## [Data for review]
···

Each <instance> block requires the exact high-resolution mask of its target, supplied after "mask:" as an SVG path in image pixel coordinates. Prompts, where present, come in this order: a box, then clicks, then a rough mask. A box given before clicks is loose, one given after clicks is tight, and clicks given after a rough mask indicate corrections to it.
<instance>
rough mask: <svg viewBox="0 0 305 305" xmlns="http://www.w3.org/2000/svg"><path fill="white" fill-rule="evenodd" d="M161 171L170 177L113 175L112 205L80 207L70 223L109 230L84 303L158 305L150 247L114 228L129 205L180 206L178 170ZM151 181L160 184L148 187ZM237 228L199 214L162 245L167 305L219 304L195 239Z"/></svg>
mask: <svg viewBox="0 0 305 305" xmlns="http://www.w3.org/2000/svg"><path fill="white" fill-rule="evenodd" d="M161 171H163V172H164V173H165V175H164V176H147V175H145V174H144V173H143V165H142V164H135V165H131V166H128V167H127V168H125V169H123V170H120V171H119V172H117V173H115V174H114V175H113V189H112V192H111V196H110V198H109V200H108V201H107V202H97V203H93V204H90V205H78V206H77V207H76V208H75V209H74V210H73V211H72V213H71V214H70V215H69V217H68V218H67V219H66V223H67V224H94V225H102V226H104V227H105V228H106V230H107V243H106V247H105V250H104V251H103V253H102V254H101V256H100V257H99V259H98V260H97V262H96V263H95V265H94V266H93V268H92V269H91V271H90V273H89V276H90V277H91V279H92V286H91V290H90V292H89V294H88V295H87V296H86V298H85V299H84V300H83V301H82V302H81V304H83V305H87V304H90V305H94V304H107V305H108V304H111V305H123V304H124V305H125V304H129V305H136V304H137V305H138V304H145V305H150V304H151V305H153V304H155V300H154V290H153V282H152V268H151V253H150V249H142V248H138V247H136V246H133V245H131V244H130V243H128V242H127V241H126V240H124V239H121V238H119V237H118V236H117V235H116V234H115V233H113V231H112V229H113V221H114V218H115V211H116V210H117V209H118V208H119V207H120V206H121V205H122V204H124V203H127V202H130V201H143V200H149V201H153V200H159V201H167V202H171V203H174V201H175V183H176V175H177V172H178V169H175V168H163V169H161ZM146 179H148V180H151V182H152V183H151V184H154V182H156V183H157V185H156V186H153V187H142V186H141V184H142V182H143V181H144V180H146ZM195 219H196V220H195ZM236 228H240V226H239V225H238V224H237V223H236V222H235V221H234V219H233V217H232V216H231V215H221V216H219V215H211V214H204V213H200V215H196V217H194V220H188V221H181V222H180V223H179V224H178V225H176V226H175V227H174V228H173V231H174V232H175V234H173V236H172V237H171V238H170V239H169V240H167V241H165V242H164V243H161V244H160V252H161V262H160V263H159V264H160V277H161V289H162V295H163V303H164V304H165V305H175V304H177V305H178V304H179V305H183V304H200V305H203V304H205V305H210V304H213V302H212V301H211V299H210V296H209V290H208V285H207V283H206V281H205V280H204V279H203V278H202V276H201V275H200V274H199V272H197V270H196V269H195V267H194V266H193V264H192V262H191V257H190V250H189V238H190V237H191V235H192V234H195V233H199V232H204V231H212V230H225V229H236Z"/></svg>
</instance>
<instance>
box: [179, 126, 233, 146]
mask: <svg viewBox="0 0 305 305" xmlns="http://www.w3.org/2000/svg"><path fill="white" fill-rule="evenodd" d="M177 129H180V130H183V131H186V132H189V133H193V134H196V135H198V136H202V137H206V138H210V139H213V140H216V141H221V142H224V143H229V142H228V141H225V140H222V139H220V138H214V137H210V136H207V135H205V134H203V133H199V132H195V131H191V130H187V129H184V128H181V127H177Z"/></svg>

···

Copy out the records above exactly.

## [Response box]
Each <instance> block requires the exact high-resolution mask of its target, supplied after "mask:" as an SVG path in image pixel coordinates. Prompts, where present, come in this order: a box, then clicks, then a rough mask. A box given before clicks is loose, one given after clicks is tight, and clicks given after a rough mask indicate corrections to it.
<instance>
rough mask: <svg viewBox="0 0 305 305" xmlns="http://www.w3.org/2000/svg"><path fill="white" fill-rule="evenodd" d="M161 171L170 177L113 175L112 205L80 207L70 223L109 230L84 303L158 305L150 247L114 228L129 205L180 206L178 170ZM151 181L160 184L148 187ZM237 228L199 214L162 245L167 305L219 304L195 239Z"/></svg>
mask: <svg viewBox="0 0 305 305" xmlns="http://www.w3.org/2000/svg"><path fill="white" fill-rule="evenodd" d="M161 171H163V172H164V173H165V175H164V176H147V175H145V174H144V173H143V165H142V164H135V165H131V166H128V167H127V168H125V169H123V170H120V171H119V172H117V173H115V174H114V175H113V189H112V192H111V196H110V198H109V200H108V201H107V202H97V203H93V204H90V205H78V206H77V207H76V208H75V209H74V210H73V211H72V213H71V214H70V215H69V217H68V218H67V219H66V223H67V224H94V225H102V226H104V227H105V228H106V230H107V243H106V247H105V250H104V251H103V253H102V254H101V256H100V257H99V259H98V260H97V262H96V263H95V265H94V266H93V268H92V269H91V271H90V273H89V276H90V277H91V279H92V286H91V290H90V292H89V294H88V295H87V296H86V298H85V299H84V300H83V301H82V302H81V304H83V305H87V304H90V305H94V304H107V305H108V304H111V305H123V304H124V305H125V304H129V305H136V304H137V305H138V304H145V305H150V304H151V305H153V304H155V300H154V290H153V282H152V268H151V253H150V249H142V248H138V247H136V246H133V245H131V244H130V243H128V242H127V241H126V240H124V239H121V238H119V237H118V236H117V235H116V234H115V233H113V231H112V229H113V221H114V218H115V211H116V210H117V209H118V208H119V207H120V206H121V205H122V204H124V203H127V202H130V201H143V200H149V201H153V200H159V201H167V202H171V203H174V201H175V183H176V175H177V172H178V169H175V168H163V169H161ZM146 179H148V180H151V182H152V183H151V184H154V182H156V183H157V185H156V186H153V187H142V186H141V184H142V182H143V181H144V180H146ZM195 219H196V220H195ZM236 228H240V226H239V225H238V224H237V223H236V222H235V221H234V219H233V217H232V216H231V215H221V216H219V215H211V214H204V213H200V215H196V217H194V220H188V221H181V222H180V223H179V224H178V225H176V226H175V227H174V228H173V231H174V232H175V234H173V236H172V237H171V238H170V239H169V240H167V241H165V242H164V243H161V244H160V252H161V262H160V263H159V264H160V277H161V289H162V295H163V303H164V304H165V305H175V304H177V305H178V304H179V305H183V304H200V305H203V304H205V305H210V304H213V302H212V301H211V299H210V296H209V290H208V285H207V283H206V281H205V280H204V279H203V278H202V276H201V275H200V274H199V272H197V270H196V269H195V267H194V266H193V264H192V262H191V257H190V250H189V238H190V237H191V235H192V234H195V233H199V232H204V231H212V230H225V229H236Z"/></svg>
</instance>
<instance>
box: [179, 126, 233, 146]
mask: <svg viewBox="0 0 305 305" xmlns="http://www.w3.org/2000/svg"><path fill="white" fill-rule="evenodd" d="M177 129H180V130H183V131H186V132H189V133H193V134H196V135H198V136H202V137H206V138H210V139H213V140H216V141H221V142H224V143H229V142H228V141H225V140H222V139H220V138H214V137H210V136H207V135H205V134H203V133H199V132H195V131H191V130H187V129H184V128H181V127H177Z"/></svg>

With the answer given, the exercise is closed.